REQUISITO 1
Segundo o excerto sobre Knossos, que área cobre aproximadamente o Grande Palácio?
═════ EXCERTO FORNECIDO
A estação arqueológica de Knossos situa-se num monte cinco quilómetros a sudeste da cidade de Heraklion, a capital moderna da ilha de Creta, no mar Egeu. Knossos foi construída na Idade do Bronze pela civilização minóica, cujo nome vem do lendário rei Minos, de Creta. A cultura minóica existiu na ilha durante cerca de mil e quinhentos anos, de 2600 a 1100 a. C., e teve o seu apogeu entre os Séculos XVIII e XVI a. C. A principal característica da extraordinária estação de Knossos é o Grande Palácio, um enorme complexo de aposentos, salões e pátios cobrindo aproximadamente dezanove mil metros quadrados. O Palácio de Knossos está intimamente associado na mitologia grega com Teseu, Ariadne e o temível Minotauro. De facto, a lenda do labirinto construído por Dédalo para esconder a terrível besta foi entendida por alguns como tendo origem no complexo esquema do próprio palácio. Existem até pistas obscuras nos achados arqueológicos em Knossos (e noutros pontos de Creta) que apontam para a prática de sacrifícios humanos, como é sugerido pelo mito em que Atenas enviava catorze raparigas e rapazes, de sete em sete anos, para serem devorados pelo Minotauro.
══════════
═════ DADOS DE TRABALHO
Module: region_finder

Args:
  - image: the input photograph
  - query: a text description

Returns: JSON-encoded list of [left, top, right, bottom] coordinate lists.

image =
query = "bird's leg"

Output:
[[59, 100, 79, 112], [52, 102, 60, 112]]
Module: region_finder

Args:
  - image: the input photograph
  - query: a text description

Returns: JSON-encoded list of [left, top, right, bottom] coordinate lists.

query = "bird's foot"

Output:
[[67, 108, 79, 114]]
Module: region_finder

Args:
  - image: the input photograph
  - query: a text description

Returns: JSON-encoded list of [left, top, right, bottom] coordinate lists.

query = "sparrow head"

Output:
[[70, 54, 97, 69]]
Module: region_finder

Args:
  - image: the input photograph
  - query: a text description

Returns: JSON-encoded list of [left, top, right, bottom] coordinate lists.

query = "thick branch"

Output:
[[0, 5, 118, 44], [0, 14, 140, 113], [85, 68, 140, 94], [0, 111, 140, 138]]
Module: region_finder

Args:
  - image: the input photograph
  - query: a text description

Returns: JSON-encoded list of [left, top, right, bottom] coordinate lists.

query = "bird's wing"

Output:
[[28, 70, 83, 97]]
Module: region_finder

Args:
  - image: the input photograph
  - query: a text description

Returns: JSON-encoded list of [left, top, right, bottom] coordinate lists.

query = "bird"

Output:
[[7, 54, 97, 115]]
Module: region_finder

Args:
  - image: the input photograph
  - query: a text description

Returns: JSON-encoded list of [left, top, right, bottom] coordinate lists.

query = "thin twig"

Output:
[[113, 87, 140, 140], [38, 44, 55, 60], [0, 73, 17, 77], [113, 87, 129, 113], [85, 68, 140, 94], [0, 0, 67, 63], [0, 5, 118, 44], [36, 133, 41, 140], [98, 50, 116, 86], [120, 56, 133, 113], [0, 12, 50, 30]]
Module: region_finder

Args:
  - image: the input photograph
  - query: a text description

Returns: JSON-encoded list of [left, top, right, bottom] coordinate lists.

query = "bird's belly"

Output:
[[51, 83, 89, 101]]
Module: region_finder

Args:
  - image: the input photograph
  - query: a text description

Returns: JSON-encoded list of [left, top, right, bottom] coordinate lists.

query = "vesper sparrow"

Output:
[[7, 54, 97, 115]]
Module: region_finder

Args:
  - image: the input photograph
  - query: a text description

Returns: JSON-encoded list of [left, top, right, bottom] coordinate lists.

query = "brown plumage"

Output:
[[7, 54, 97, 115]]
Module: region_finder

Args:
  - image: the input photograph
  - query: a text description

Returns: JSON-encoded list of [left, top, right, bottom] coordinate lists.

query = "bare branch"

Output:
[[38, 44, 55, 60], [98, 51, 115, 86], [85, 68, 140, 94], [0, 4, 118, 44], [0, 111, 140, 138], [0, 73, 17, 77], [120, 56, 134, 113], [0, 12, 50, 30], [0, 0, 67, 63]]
══════════
REQUISITO 2
Por favor, conte as linhas dos dados de trabalho que contêm a palavra "branch", tendo em conta maiúsculas e minúsculas, e indique apenas o número.

RESPOSTA 1
Cerca de dezanove mil metros quadrados.

RESPOSTA 2
2